• [Task details]: Find the count of lines in the material below that include the word "wooden". State nothing but that number.
══════════
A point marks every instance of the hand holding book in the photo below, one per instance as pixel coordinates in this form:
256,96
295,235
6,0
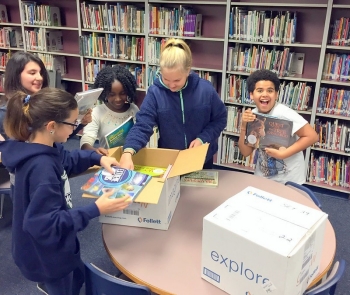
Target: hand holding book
277,153
107,162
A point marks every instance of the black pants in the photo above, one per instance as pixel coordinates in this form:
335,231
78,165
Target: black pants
69,285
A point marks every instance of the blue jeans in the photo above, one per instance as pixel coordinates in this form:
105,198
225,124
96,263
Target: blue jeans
68,285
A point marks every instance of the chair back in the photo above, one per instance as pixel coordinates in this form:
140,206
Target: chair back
98,282
304,191
328,286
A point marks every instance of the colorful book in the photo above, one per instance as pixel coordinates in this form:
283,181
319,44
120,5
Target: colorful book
268,132
87,100
150,170
118,135
124,182
203,178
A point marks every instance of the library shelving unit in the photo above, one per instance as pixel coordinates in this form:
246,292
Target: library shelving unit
329,162
212,53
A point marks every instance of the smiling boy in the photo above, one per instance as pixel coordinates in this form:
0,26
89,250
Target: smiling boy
283,164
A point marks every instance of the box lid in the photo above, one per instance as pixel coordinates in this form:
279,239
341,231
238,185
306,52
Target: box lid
189,160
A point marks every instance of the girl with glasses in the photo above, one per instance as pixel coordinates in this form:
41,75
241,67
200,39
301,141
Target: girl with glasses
118,96
27,73
45,224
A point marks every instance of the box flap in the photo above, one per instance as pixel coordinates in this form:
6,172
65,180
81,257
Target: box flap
151,192
189,160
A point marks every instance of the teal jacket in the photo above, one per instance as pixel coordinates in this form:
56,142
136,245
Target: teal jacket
196,111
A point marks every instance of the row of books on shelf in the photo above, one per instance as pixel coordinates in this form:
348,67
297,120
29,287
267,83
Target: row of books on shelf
250,58
330,170
230,153
262,26
340,32
295,95
42,15
334,101
336,67
183,21
155,47
92,67
113,46
3,14
11,37
43,40
333,135
119,17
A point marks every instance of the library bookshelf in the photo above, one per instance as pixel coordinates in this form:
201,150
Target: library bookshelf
214,52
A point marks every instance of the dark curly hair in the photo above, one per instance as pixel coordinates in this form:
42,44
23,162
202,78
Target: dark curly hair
262,75
108,75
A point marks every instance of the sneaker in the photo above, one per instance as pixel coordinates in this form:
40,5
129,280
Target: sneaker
42,288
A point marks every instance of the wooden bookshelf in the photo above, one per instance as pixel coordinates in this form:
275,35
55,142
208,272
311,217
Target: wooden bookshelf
══════════
• [Your solution]: 2